→ **Problem statement**:
Rewrite the lines of every record with "bounding box" replaced by "box coordinates" and everything else kept the same. Leave the pictures out.

++++ Raw data

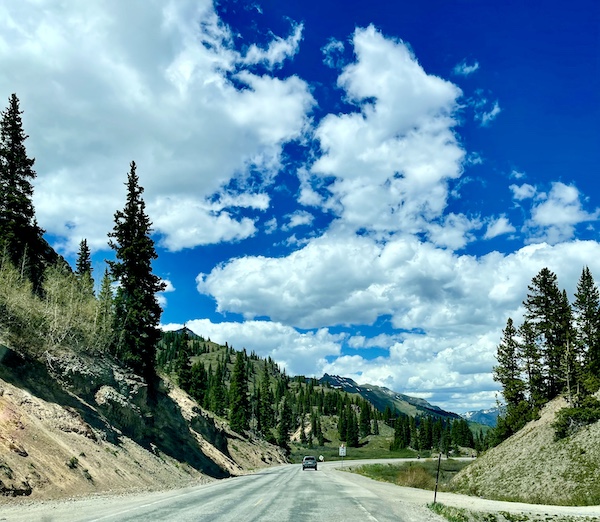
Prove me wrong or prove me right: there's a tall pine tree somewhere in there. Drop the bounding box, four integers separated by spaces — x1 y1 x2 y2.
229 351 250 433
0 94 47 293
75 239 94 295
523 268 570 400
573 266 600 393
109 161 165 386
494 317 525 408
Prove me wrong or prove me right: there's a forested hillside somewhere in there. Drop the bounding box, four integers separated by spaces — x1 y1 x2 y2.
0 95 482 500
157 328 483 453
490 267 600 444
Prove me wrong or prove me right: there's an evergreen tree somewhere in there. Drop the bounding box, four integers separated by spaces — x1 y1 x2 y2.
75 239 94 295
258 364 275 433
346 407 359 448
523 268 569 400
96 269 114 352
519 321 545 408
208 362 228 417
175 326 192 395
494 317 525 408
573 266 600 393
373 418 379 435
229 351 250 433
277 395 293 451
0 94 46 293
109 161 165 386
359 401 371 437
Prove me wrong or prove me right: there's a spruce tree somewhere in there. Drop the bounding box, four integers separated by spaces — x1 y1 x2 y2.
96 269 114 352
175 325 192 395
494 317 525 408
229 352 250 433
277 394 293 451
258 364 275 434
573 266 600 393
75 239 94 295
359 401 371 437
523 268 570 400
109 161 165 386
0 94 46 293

++++++++

→ **Exercise answer**:
Prove me wrong or prove me right: there's a tall pine tree somewhere in there. Drop the box coordinates, four integers separated by spaces — x1 y1 x2 y2.
229 351 250 433
0 94 47 293
75 239 94 295
523 268 570 400
573 266 600 393
109 161 165 386
494 317 525 408
Prove me wrong or prove me right: there's a forested hillside somewhere in there. Drop the box coordinates, four integers separated by spaces — x1 y1 x2 y2.
0 95 482 500
157 328 483 453
490 267 600 444
Prove me wrong or prove me right: there's an evergreen tree somewhere in there. Drop the box coordinates, four integers separated by spaces — x1 y1 x2 y2.
75 239 94 295
258 364 275 433
346 407 359 448
523 268 569 400
96 269 114 352
519 321 545 408
208 362 228 417
175 326 192 395
494 317 525 408
573 266 600 393
373 418 379 435
229 351 250 433
277 395 293 451
0 94 46 293
109 161 165 386
359 401 371 437
Prove me wrong or prove me right: there's a spruce tree somewhere in there. Drop the box coordinates, four integers separated by spaces — x1 y1 x2 y2.
96 269 114 352
175 325 192 395
494 317 525 408
229 352 250 433
277 394 293 451
258 364 275 434
573 266 600 393
75 239 94 295
359 401 371 437
523 268 570 400
109 161 165 386
0 94 46 293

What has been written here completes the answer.